WHAT TO DO
Show each line below that contains the word "baby".

Excerpts of labeled region data
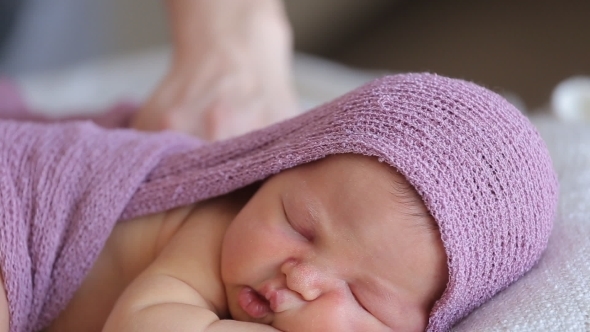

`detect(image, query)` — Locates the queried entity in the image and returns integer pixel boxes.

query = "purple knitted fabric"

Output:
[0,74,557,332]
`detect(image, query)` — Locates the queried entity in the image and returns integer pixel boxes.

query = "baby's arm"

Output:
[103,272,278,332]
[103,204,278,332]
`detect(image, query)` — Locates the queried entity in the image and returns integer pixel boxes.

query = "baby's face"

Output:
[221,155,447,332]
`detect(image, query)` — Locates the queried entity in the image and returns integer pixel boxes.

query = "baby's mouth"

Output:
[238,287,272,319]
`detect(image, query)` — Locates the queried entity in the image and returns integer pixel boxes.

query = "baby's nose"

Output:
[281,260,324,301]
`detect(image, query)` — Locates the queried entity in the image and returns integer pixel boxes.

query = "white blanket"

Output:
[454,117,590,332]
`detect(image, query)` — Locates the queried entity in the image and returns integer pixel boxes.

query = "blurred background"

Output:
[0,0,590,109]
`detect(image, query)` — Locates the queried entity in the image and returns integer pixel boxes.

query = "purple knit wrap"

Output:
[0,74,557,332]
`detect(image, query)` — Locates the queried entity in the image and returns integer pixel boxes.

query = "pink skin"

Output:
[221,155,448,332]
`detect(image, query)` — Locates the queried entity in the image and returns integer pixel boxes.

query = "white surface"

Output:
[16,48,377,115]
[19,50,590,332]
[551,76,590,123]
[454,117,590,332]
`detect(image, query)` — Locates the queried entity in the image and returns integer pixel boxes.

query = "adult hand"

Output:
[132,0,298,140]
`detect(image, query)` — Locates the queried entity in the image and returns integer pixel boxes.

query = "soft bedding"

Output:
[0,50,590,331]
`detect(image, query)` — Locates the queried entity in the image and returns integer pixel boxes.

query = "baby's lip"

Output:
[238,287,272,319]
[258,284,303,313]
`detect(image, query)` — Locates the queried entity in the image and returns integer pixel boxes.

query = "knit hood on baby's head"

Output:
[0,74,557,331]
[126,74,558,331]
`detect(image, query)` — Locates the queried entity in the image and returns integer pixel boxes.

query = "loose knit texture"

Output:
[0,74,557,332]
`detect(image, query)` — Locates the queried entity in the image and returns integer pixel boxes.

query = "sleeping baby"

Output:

---

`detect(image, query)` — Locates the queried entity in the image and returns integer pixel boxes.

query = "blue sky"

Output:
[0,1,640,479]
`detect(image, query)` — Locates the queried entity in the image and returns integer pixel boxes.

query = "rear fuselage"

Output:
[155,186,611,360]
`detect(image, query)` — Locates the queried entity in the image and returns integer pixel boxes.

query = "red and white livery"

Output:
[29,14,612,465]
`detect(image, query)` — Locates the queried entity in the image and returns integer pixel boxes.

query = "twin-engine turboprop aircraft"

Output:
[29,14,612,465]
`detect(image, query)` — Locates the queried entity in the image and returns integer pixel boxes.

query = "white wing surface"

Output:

WRITTEN ANSWER
query = "baby's arm"
query = "baby's face"
query = "baby's mouth"
query = "baby's nose"
query = "baby's lip"
query = "knit hood on baby's head"
query = "sleeping baby"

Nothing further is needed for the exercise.